[Pointing dataset excerpts]

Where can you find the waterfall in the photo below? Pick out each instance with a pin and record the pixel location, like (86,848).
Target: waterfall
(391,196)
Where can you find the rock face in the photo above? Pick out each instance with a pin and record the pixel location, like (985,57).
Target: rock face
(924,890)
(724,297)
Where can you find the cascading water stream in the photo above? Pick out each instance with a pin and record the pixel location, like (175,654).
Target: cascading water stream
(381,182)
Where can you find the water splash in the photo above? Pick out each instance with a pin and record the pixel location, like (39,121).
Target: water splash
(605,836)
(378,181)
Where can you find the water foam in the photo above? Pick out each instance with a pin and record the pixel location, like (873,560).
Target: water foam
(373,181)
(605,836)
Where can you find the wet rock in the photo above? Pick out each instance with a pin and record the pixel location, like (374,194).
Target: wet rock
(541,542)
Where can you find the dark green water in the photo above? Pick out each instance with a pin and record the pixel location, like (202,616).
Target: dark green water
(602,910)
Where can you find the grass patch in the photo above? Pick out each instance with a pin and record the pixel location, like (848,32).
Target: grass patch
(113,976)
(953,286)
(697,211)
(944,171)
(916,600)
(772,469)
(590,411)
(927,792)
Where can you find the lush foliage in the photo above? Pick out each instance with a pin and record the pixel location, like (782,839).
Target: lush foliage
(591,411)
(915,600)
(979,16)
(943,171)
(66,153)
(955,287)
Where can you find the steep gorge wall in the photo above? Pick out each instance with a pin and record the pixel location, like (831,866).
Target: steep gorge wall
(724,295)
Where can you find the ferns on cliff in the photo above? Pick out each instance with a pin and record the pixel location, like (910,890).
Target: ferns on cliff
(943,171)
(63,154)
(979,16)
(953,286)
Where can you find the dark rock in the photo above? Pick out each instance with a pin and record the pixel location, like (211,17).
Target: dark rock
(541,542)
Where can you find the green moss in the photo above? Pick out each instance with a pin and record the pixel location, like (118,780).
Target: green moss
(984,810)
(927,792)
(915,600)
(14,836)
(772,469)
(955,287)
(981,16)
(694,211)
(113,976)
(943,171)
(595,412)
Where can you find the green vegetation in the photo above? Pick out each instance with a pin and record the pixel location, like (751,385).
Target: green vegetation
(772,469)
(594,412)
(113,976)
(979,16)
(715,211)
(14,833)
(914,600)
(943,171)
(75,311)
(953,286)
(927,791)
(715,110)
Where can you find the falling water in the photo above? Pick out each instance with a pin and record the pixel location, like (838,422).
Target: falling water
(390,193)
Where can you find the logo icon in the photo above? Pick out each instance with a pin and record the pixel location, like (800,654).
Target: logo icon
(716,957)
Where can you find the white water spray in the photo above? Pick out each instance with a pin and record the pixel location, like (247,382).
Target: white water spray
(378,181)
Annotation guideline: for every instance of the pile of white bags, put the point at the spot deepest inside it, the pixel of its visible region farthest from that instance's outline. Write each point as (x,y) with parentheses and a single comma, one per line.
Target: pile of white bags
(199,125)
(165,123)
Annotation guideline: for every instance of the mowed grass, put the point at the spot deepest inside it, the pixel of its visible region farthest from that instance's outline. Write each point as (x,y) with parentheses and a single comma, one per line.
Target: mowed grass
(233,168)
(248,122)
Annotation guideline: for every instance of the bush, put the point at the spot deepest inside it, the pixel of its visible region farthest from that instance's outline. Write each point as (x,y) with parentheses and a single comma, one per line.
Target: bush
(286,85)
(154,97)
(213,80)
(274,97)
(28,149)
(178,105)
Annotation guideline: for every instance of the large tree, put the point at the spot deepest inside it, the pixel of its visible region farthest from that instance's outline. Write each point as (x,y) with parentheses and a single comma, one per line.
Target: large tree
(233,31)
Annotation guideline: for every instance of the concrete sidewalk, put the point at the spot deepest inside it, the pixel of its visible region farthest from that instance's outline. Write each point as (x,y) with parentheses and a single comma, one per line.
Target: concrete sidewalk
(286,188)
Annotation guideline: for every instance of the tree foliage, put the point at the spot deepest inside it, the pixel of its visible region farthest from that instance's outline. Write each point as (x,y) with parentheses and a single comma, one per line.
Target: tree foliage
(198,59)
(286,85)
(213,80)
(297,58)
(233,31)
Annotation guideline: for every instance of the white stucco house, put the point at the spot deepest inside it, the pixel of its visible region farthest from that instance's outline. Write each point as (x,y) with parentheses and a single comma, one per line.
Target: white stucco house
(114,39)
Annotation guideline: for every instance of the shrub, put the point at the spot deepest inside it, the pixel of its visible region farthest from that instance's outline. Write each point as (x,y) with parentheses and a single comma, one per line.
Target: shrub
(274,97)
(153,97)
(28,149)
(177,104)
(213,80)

What you have to do
Exactly as written above, please repeat the entries.

Exercise response
Where can you find the waterfall in the photo below? Pick out each instance with a pin and record the pixel location, like (86,848).
Target: waterfall
(391,196)
Where can you find the rock face in the photo above? Pick out each instance with a pin and record the pixel location, like (985,57).
Target: rock face
(924,890)
(724,297)
Where can you find the cascading water stream in the photo above? Pick out each instance with a pin and record the pixel location, like (175,654).
Target: cascading water stream
(381,182)
Where can you find the water splash in the photo above? Pick out each instance with a pin and record the pixel location, like (39,121).
Target: water splash
(605,836)
(378,181)
Where can you find the water foam in the photo above? Pick out each instance with a pin and record the pixel location, like (873,560).
Target: water foam
(373,181)
(605,836)
Where can you find the wet rock in the photo above? Pick out each instance with a pin and record the pixel location, like (374,194).
Target: wet rock
(541,542)
Where can you find the dark green water in the photo above? Pick out each instance with a pin and record the pixel location, like (202,616).
Target: dark green water
(602,910)
Where can you find the grass patch in the photo above? Pick out each instance with a pin and record the pixel location, like (848,32).
Target: grass patch
(113,976)
(953,286)
(697,211)
(944,171)
(916,600)
(772,469)
(590,411)
(927,792)
Where can you find the lush foliage in the photo above? Pick out each instance with a pin and record the pixel location, like (782,839).
Target: lush foliage
(591,411)
(915,600)
(979,16)
(943,171)
(66,153)
(955,287)
Where can you find the steep gorge wall in the photo above? Pick out each instance with a pin and record the pixel location, like (831,866).
Target: steep gorge wall
(724,295)
Where can you find the ferns on cliff in the photo above? Pick out each instance with a pin and record the pixel location, like (910,890).
Target: ferns on cliff
(943,171)
(63,154)
(979,16)
(953,286)
Where can you find the dark rock in the photo above? Pick out each instance with a pin and record the pixel location, like (211,17).
Target: dark rock
(541,542)
Where can you find the green moss in the photo above? Pick out each instance with a pin and record the pixel location, like (118,780).
Target: green moss
(984,810)
(927,792)
(915,600)
(14,836)
(772,469)
(955,287)
(981,16)
(694,211)
(113,976)
(943,171)
(595,412)
Where can you find the green vegetation in the photo above? Pick out each instance with a pin and record the pixel location, like (751,385).
Target: green vegetation
(772,469)
(594,412)
(113,976)
(979,16)
(715,211)
(14,833)
(914,600)
(943,171)
(75,311)
(953,286)
(927,791)
(715,110)
Where can you find the falling water in the photo above? Pick out each instance with a pin and record the pixel location, like (838,422).
Target: falling water
(390,193)
Where can you find the logo icon in the photo above? Pick out each instance with a pin and record the pixel location, like (800,654).
Target: logo icon
(716,957)
Where can you find the white water spray in the photo above? Pick out each instance with a pin and record the pixel location, like (247,382).
Target: white water spray
(378,181)
Annotation guideline: for every instance of the pile of white bags, put the point at the spot deepest inside it, the pixel of its visible region farthest from that instance's outline. Write each point as (x,y) with parentheses and a single comma, one per line.
Target: pile of white bags
(199,125)
(165,123)
Annotation guideline: for every instance of the mowed grass, put the point at the spot deepest inside it, the pixel of its visible region farthest from that instance's outline. Write each point as (x,y) with parentheses and a single comma, one per line.
Target: mowed grass
(233,168)
(248,122)
Annotation guideline: for every instance of the bush, put the point at the spot deepest inside it, the pixel of its visible region farthest from that instance's outline. Write each point as (x,y) with parentheses and a single comma, one per line.
Target: bush
(286,85)
(154,97)
(213,80)
(274,97)
(28,149)
(178,105)
Annotation guideline: for every instance of the large tree, put the point at the spot deepest inside it, the pixel of its visible region farthest from that instance's outline. Write each point as (x,y) with parentheses and a single comma, one per line.
Target: large tree
(233,31)
Annotation guideline: for every instance of the concrete sidewalk, put the point at the spot deepest inside it, the pixel of its visible region farthest from that instance's outline. Write each point as (x,y) with parentheses and a single comma, one per line.
Target: concrete sidewalk
(286,188)
Annotation guideline: for every instance of the tree foliage, put the point at the spot deepest inside it, the pixel of its visible region farthest from that instance's outline. Write each point as (x,y) with parentheses and a single comma, one per line.
Target: tree foliage
(198,59)
(286,85)
(213,80)
(297,58)
(233,31)
Annotation guideline: for every instance of the white stucco house, put the point at the spot deepest inside it, the pixel of its visible region farthest from that instance's outline. Write each point as (x,y) with parentheses and a single comma, one per line.
Target: white stucco house
(114,39)
Annotation guideline: for every instance of the shrub, put the point at the spot deepest inside it, the pixel of its visible region farthest from that instance's outline. Write each point as (x,y) with parentheses and a single comma, one per line.
Target: shrub
(274,97)
(153,97)
(28,149)
(177,104)
(213,80)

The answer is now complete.